_Point labeling examples_.
(begin)
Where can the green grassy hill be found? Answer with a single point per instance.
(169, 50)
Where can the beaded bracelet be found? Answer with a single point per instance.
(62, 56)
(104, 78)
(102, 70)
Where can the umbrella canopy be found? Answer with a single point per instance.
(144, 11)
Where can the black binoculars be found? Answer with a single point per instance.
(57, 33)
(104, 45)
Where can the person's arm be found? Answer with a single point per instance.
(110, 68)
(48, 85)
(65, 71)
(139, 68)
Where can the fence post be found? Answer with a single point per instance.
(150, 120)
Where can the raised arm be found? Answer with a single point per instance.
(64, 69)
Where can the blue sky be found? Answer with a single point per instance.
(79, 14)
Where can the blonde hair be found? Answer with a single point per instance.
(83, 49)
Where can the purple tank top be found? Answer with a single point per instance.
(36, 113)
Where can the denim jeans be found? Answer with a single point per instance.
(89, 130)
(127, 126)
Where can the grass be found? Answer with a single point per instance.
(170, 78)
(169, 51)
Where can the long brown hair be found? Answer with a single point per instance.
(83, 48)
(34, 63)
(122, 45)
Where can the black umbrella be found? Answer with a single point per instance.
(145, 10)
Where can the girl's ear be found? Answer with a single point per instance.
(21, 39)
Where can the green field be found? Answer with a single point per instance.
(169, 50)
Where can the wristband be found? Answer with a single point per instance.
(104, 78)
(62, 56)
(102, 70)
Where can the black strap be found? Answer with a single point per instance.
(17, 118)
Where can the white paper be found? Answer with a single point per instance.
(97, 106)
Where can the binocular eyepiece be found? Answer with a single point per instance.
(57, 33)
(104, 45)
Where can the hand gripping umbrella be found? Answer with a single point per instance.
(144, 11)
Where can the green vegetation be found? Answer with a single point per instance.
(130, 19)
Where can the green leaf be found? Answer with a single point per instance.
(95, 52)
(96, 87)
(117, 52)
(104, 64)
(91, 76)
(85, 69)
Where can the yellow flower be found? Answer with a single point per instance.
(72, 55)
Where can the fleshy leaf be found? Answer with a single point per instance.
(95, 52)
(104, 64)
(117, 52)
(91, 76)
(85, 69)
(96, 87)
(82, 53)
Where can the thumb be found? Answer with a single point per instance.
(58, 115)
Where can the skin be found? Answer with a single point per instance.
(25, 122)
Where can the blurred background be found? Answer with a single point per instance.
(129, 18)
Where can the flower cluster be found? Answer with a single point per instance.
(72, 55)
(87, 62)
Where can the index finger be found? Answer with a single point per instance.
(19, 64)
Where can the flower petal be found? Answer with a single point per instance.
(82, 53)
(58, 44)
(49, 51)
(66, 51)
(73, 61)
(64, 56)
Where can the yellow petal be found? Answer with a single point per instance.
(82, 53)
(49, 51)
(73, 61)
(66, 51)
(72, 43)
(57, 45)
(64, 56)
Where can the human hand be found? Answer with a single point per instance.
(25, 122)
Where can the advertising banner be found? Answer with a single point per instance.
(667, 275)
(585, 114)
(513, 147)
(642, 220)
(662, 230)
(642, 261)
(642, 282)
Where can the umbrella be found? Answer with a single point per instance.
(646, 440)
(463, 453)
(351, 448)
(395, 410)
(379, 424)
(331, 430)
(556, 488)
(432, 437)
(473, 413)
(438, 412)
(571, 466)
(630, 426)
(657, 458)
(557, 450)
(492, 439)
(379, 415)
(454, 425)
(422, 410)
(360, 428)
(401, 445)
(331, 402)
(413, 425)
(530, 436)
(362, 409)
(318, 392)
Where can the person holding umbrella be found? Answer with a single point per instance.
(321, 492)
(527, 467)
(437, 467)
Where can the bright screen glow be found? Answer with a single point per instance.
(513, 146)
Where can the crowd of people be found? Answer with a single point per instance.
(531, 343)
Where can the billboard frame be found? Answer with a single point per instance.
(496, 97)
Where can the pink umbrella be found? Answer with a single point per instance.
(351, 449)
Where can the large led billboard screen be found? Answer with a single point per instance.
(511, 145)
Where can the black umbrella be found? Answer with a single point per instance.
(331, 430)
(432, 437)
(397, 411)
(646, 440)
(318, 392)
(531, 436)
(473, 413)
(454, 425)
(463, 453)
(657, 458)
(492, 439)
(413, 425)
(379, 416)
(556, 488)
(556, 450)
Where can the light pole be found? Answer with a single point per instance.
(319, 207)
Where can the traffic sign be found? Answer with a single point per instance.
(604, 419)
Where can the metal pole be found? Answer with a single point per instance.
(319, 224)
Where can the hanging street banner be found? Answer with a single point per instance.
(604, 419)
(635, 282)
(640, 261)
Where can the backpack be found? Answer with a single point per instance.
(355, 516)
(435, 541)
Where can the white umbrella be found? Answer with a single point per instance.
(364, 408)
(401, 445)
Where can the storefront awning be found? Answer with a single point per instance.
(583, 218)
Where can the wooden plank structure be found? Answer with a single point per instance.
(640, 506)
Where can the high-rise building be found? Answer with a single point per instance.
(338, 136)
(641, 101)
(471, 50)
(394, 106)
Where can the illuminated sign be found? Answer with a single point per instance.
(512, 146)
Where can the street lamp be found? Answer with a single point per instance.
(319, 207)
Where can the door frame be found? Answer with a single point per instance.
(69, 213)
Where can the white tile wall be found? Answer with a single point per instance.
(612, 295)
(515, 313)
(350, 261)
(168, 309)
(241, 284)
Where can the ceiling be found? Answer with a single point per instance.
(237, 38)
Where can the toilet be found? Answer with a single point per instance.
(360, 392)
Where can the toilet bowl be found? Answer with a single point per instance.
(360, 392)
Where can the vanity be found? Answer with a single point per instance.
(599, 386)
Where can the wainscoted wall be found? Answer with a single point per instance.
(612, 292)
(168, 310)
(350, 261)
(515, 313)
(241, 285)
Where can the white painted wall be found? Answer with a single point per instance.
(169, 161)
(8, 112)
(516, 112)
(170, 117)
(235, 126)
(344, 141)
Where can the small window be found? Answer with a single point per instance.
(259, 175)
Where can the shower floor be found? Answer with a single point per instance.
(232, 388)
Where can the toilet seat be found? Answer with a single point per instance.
(end)
_WHAT THIS TASK INVOLVES_.
Copy the listing again, starting with the line that contains "Where can the white painted" and going on through the end of the listing, requests included. Shift every coordinate in the answers by adding 104 to each number.

_EXERCISE RESULT_.
Where can the white painted wall be found? Answer with a single point per instance.
(273, 265)
(112, 216)
(620, 216)
(274, 221)
(339, 230)
(448, 245)
Where can the small window be found? Answer with a single point per instance.
(363, 279)
Where can the shower floor be found? Answer with a single point per instance.
(336, 492)
Where can the toilet seat be found? Answer with a single point per instance.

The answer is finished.